(EXTRACT PROVIDED):
########

How does Lending work?
In the dynamic world of business, access to timely and flexible capital plays a critical role in determining the success of businesses, especially small and medium-sized enterprises (SMEs).
For the lender, the process of lending starts with an underwriting process. Under this process, the lender assesses the borrower’s capability and intention of repaying the loan.
Conventional lending methods are heavily reliant on tangible assets such as property, gold or any other fixed asset as collateral.
These have often posed challenges for businesses, especially SMEs who may have good business models, customers & service history but do not have any tangible assets to offer as collateral.
In recent times, cash-flow based lending has emerged as a game-changer, providing businesses with flexible and efficient means of acquiring capital.
In this piece, we will explore how cash-flow based lending works & U GRO’s revolutionary model for cash-flow based lending.
What is Cash-Flow based Lending?
Unlike traditional collateral-backed lending, cash-flow based lending focuses on assessing businesses’ financials such as bank statements or GST returns as the primary basis for assessing creditworthiness.
This method emphasises on a borrower’s cash generation capabilities and financial stability.
However, it becomes difficult for the lender to scale this business as it is majorly reliant on the touch and feel assessment of the customer.
How is U GRO doing Cash-Flow based Lending differently?
We at U GRO Capital have revolutionised cash flow based lending to make it scalable.
We developed a templatized and scientific approach to cash flow based lending that uses machine learning & statistical analysis.

########

(RECORDED DATA):
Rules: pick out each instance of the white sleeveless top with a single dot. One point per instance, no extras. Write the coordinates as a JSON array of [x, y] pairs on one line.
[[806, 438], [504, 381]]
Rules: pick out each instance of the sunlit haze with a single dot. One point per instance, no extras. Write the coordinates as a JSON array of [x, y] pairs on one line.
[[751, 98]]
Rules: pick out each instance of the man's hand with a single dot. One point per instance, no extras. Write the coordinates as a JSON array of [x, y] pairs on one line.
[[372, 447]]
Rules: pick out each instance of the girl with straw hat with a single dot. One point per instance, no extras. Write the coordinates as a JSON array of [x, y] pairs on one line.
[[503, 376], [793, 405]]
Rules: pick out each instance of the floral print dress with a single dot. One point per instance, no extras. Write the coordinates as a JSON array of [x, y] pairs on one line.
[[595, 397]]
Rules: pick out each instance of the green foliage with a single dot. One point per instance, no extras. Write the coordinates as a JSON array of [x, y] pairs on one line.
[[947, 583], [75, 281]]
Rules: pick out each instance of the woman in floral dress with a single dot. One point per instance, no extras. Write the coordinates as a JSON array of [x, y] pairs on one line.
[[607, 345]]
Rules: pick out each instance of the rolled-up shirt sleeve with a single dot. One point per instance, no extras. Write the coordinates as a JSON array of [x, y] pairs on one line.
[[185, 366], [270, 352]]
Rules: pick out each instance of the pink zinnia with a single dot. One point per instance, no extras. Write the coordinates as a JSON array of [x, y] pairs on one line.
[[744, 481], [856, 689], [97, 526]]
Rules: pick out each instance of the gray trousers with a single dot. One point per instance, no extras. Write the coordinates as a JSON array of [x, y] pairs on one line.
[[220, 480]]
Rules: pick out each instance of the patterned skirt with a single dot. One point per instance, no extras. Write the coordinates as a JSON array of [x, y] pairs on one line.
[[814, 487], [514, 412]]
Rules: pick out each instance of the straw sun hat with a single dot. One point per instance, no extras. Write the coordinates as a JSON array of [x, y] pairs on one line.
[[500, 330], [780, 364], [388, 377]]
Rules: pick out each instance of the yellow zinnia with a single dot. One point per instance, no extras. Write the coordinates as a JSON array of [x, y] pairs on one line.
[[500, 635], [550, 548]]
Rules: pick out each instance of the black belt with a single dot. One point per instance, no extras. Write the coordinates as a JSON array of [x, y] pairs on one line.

########

(PROBLEM): Could you carry the piece on cash-flow based lending forward, picking up right after its last sentence?

(OUTPUT OF THE EXERCISE):
It views every small business through a lens of the ecosystem in which it operates i.e. the sector in which it operates & groups it in homogenous clusters.
Statistical modelling is then applied to the cluster which leads to more predictable and accurate results.
Hence, the businesses are divided into different sectors & 9 of them have been chosen by us for cash flow based lending. They are as follows:
- Hospitality
- Light Engineering
- Auto Components
- Chemicals
- Food Processing
- Education
- Healthcare
- Electrical Equipment & Components
- Micro Enterprises
When a business is being assessed, this helps us identify and apply the statistical model best suited for that sector, which then results in the least probability of default.
Backed by data science, U GRO’s model eliminates the touch and feel assessment time and evaluates solely on the basis of data.
This reduces the significance & reliance on collaterals & helps SMEs grow which is the U GRO approach.
Disclaimer:
This write up is prepared for general information purposes only.